[What to do]: Copy the entries again, beginning at the line that has "point: the clear plastic wrap in this photo" and stopping after the line that has "(1128, 197)". Put "acrylic" wherever "plastic" appears, and leave everything else unchanged.

[Data rows]:
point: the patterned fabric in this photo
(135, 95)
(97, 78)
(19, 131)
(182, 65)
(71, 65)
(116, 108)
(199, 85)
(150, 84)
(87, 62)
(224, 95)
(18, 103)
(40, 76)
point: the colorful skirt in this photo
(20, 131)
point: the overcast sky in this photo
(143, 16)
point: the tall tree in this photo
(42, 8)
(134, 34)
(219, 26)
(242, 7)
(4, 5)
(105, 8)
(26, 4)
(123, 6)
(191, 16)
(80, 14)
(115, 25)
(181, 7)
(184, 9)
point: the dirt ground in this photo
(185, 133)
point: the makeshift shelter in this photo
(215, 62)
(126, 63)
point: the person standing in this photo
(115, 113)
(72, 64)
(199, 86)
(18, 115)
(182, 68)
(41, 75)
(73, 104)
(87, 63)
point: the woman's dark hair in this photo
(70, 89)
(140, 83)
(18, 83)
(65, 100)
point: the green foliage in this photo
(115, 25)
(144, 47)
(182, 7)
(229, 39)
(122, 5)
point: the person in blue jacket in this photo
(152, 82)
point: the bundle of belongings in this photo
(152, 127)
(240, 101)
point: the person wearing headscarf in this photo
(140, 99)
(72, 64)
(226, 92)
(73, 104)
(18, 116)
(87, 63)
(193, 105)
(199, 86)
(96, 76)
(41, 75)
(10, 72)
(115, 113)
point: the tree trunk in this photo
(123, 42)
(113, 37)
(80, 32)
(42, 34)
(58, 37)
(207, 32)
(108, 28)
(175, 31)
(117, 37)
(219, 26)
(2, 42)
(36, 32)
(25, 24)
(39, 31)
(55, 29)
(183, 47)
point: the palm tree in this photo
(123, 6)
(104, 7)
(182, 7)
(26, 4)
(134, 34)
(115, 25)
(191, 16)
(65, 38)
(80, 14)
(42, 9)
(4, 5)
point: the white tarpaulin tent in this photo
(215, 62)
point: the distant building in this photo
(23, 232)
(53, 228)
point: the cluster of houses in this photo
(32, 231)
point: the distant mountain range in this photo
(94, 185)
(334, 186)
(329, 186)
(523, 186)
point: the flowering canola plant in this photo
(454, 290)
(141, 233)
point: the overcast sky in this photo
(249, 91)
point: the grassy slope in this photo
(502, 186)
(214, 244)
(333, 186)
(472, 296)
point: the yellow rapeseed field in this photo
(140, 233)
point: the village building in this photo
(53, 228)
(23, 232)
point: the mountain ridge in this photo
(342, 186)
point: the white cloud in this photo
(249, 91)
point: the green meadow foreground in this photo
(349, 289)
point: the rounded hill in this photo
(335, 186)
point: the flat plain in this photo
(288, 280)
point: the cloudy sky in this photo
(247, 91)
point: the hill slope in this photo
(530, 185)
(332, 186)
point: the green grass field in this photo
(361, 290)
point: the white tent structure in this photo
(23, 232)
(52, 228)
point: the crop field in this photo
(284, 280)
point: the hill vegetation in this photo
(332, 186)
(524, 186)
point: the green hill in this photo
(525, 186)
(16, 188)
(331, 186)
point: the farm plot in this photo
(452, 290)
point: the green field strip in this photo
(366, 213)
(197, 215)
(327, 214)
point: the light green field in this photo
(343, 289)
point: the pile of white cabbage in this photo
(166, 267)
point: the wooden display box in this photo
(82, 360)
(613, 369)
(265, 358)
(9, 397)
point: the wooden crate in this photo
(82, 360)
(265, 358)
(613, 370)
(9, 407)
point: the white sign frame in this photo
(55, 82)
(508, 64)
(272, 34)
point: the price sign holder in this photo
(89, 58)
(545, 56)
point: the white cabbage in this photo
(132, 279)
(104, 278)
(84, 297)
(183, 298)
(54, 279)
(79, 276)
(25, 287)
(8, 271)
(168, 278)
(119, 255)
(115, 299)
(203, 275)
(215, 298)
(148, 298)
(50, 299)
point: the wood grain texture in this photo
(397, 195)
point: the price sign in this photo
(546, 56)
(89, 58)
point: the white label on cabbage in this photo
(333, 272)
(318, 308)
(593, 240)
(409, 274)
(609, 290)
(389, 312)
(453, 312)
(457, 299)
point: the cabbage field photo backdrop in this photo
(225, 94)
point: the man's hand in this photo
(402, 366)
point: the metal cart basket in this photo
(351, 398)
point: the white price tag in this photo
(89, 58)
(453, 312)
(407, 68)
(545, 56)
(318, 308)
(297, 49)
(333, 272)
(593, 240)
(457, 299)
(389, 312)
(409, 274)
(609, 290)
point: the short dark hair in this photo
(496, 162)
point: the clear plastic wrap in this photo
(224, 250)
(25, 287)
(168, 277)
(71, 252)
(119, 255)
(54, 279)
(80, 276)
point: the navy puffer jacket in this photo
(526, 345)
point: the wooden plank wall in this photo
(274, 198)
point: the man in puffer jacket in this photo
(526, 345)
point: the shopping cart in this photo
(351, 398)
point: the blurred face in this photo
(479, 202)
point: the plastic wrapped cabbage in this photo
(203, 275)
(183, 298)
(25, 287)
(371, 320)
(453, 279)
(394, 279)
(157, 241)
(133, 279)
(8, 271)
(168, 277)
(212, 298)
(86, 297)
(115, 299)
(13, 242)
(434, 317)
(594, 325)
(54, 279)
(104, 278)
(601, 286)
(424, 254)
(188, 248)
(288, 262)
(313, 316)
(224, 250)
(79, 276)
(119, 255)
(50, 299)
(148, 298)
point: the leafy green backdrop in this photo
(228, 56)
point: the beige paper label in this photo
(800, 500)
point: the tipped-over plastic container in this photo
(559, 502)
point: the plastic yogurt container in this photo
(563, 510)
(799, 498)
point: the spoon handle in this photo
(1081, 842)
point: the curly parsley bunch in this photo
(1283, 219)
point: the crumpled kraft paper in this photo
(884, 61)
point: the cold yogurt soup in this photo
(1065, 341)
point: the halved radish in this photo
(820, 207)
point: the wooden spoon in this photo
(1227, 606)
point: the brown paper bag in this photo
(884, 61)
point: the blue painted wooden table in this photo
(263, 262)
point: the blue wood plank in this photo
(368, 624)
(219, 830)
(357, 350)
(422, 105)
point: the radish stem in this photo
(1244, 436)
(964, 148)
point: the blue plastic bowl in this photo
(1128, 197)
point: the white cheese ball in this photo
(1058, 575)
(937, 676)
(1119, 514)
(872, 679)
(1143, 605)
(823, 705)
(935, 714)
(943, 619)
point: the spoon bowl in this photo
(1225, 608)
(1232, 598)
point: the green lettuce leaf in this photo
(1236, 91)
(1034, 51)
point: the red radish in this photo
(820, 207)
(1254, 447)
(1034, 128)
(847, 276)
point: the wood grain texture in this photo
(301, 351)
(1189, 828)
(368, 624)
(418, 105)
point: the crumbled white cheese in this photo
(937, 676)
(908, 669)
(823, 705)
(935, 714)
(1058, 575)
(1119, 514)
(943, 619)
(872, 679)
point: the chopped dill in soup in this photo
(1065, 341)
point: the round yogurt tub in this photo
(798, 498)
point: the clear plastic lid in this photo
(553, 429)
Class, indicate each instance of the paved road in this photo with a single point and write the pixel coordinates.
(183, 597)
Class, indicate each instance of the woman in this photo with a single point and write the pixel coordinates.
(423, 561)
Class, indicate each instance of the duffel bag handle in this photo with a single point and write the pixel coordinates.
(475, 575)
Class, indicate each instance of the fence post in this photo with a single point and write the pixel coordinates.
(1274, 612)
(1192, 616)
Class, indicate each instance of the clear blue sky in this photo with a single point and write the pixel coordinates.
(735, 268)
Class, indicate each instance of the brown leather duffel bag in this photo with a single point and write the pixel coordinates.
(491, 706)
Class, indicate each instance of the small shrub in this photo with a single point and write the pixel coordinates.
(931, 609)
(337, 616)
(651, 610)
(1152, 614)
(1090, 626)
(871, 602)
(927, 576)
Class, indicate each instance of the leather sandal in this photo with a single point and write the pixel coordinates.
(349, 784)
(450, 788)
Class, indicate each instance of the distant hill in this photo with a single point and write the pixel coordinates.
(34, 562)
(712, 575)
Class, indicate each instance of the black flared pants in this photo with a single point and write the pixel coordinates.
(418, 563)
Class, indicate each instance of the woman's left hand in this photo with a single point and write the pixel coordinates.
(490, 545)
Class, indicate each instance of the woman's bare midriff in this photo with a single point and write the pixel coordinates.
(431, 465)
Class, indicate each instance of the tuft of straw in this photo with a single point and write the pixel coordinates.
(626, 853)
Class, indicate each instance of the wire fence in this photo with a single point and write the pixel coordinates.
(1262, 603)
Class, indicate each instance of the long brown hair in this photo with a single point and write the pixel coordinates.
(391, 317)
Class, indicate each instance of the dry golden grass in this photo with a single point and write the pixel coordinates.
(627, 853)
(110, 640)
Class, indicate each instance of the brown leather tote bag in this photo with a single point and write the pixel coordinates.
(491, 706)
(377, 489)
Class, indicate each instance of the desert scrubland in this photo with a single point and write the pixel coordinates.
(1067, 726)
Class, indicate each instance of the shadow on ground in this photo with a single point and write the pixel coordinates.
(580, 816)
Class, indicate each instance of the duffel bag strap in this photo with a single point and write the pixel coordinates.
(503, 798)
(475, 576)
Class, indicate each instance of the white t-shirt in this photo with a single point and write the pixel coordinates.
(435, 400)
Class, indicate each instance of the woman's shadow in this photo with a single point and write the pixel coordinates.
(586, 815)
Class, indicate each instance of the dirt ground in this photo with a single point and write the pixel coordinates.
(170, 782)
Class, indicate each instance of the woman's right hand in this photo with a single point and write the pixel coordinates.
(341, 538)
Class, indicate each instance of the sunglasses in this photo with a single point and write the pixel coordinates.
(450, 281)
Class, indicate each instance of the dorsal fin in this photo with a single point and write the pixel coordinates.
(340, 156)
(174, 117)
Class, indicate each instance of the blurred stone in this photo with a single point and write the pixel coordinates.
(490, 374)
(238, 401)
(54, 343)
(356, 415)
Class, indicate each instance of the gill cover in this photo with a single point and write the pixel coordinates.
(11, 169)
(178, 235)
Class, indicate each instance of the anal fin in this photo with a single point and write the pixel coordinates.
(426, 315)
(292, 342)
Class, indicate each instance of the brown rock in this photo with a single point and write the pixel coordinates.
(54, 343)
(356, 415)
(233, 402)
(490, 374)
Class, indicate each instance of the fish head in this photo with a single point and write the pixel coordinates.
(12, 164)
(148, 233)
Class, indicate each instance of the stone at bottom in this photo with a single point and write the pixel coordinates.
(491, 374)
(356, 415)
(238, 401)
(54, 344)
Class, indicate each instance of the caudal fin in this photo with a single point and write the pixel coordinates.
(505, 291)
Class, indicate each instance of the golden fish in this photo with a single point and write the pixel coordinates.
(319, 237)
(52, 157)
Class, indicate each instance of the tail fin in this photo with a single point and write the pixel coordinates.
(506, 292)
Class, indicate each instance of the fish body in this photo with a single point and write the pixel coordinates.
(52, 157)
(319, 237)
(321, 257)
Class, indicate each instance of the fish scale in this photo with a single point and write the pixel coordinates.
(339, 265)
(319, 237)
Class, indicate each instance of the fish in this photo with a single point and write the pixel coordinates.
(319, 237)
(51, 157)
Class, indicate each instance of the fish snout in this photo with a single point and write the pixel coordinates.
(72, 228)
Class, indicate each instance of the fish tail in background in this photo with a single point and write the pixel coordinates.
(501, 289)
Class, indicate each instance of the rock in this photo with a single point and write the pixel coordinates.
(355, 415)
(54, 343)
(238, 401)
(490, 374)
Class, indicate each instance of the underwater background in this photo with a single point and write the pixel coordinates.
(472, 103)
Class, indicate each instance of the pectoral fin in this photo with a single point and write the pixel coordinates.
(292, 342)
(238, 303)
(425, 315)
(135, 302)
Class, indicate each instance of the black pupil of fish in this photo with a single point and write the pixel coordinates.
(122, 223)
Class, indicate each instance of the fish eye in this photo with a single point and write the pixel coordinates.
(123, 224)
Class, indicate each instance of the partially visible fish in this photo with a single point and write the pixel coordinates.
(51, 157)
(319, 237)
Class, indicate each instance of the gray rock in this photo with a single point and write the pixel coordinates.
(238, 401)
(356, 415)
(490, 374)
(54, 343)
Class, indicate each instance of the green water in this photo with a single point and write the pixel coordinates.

[Answer in full]:
point: the clear acrylic wrap in this photo
(224, 250)
(25, 287)
(168, 277)
(71, 252)
(119, 255)
(54, 279)
(80, 276)
point: the navy puffer jacket in this photo
(526, 345)
point: the wooden plank wall in this photo
(274, 198)
point: the man in puffer jacket in this photo
(526, 345)
point: the shopping cart in this photo
(351, 398)
point: the blurred face in this photo
(479, 202)
point: the acrylic wrapped cabbage in this photo
(203, 275)
(183, 298)
(25, 287)
(371, 320)
(453, 279)
(394, 279)
(157, 241)
(133, 279)
(8, 271)
(168, 277)
(212, 298)
(86, 297)
(115, 299)
(13, 242)
(434, 317)
(594, 325)
(54, 279)
(104, 278)
(601, 286)
(424, 254)
(188, 248)
(288, 262)
(313, 316)
(224, 250)
(79, 276)
(119, 255)
(50, 299)
(148, 298)
point: the leafy green backdrop in this photo
(228, 56)
point: the beige paper label in this photo
(800, 500)
point: the tipped-over acrylic container in this photo
(559, 502)
point: the acrylic yogurt container in this photo
(563, 510)
(799, 498)
point: the spoon handle in this photo
(1081, 842)
point: the curly parsley bunch in this photo
(1283, 219)
point: the crumpled kraft paper in this photo
(884, 61)
point: the cold yogurt soup in this photo
(1065, 341)
point: the halved radish in this photo
(820, 207)
point: the wooden spoon in this photo
(1227, 606)
point: the brown paper bag in this photo
(884, 61)
point: the blue painted wooden table in this photo
(263, 262)
point: the blue wood plank in this photo
(368, 624)
(219, 830)
(357, 350)
(422, 105)
point: the radish stem in this photo
(1244, 436)
(964, 148)
point: the blue acrylic bowl in this photo
(1128, 197)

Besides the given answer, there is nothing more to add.